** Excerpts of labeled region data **
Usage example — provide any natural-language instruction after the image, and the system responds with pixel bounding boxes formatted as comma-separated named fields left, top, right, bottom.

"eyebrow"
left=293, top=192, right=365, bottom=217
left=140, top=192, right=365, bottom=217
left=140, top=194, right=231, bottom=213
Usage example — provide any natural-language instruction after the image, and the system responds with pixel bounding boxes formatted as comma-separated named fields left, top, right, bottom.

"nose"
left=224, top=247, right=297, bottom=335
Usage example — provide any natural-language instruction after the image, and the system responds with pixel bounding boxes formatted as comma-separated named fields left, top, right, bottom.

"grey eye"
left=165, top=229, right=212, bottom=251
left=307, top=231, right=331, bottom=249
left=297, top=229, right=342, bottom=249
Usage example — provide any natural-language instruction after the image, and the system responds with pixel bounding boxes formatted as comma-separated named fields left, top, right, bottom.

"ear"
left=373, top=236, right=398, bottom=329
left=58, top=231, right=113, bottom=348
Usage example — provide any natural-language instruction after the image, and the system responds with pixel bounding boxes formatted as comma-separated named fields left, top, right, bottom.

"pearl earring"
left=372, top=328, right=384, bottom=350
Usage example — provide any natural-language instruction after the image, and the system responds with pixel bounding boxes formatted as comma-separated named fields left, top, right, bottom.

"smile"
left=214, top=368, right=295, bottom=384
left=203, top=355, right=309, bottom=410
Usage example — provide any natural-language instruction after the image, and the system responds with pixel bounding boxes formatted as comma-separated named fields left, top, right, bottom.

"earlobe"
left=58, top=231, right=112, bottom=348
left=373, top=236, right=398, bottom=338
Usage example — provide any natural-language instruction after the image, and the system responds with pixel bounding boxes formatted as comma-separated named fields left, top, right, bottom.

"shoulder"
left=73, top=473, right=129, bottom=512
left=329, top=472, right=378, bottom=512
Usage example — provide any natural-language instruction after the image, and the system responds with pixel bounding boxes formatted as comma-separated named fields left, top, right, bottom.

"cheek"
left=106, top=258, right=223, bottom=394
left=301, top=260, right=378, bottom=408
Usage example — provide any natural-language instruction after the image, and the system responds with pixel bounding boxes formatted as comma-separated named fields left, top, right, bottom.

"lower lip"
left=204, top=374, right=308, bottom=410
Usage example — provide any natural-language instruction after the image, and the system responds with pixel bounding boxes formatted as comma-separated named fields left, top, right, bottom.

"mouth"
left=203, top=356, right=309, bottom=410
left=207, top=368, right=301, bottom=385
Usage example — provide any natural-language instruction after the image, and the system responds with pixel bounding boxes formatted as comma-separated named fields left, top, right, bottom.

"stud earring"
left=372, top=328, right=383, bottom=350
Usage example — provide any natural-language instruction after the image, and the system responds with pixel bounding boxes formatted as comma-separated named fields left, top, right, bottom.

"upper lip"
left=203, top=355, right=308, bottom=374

** Task to complete **
Swap "Usage example" for "Demonstration" throughout all the items above and write them out again, leaving everything else unchanged.

** Solved problem **
Demonstration — provide any natural-language instruction after the image, and the system responds with pixel bounding boxes formatted as comma-separated named fields left, top, right, bottom.

"eyebrow"
left=293, top=192, right=365, bottom=217
left=140, top=192, right=365, bottom=217
left=140, top=194, right=231, bottom=213
Demonstration — provide any natural-language instruction after the image, and the system responds with pixel bounding boxes formatted as comma-separated named fields left, top, right, bottom.

"nose"
left=224, top=247, right=297, bottom=335
Demonstration — provide any natural-language instruction after the image, and the system responds with pixel bounding boxes formatted as comma-separated named fields left, top, right, bottom.

"grey eye"
left=165, top=229, right=212, bottom=251
left=307, top=231, right=331, bottom=249
left=297, top=229, right=342, bottom=249
Demonstration — provide any natural-language instruction after the image, and the system responds with pixel bounding boxes formatted as comma-separated named fields left, top, right, bottom.

"ear"
left=373, top=236, right=398, bottom=329
left=58, top=231, right=113, bottom=348
Demonstration — provide any natural-language instruction after the image, and the system responds with pixel bounding boxes formatted as comma-separated named fields left, top, right, bottom.

"pearl earring"
left=372, top=328, right=384, bottom=350
Demonstration — provide any natural-language instruction after the image, and the system responds with pixel bounding boxes formatted as comma-separated named fields left, top, right, bottom.

"smile"
left=214, top=368, right=295, bottom=384
left=203, top=355, right=309, bottom=410
Demonstration — provide any natural-language instruction after the image, and the system responds with pixel bounding boxes formatted as comma-separated named fields left, top, right, bottom.

"earlobe"
left=58, top=231, right=112, bottom=348
left=373, top=236, right=398, bottom=338
Demonstration — provide any natural-language instruction after the image, and the system responds with pixel bounding boxes formatted as comma-separated named fields left, top, right, bottom.

"shoulder"
left=73, top=473, right=129, bottom=512
left=329, top=472, right=378, bottom=512
Demonstration — provide any natural-language instruction after the image, and the system responds with pixel bounding boxes formatted as comma-separated named fields left, top, right, bottom.

"cheek"
left=106, top=258, right=223, bottom=394
left=301, top=260, right=378, bottom=408
Demonstration — provide any natural-language instruction after the image, and the system responds with pixel bounding boxes formatted as comma-separated named fields left, top, right, bottom.

"lower lip"
left=204, top=374, right=308, bottom=410
Demonstration — provide any natural-language instruction after the image, and the system responds with pixel bounding boxes formatted as comma-separated named fields left, top, right, bottom.

"mouth"
left=203, top=356, right=309, bottom=410
left=207, top=368, right=301, bottom=385
Demonstration — provide any natural-language instruction after the image, and the system responds with pixel bounding boxes formatted as comma-separated named fields left, top, right, bottom.

"stud earring"
left=372, top=328, right=383, bottom=350
Demonstration — provide any natural-language instruction after the image, and the system responds with pixel bounding boxes formatted as comma-separated named fields left, top, right, bottom.

"upper lip"
left=203, top=355, right=308, bottom=374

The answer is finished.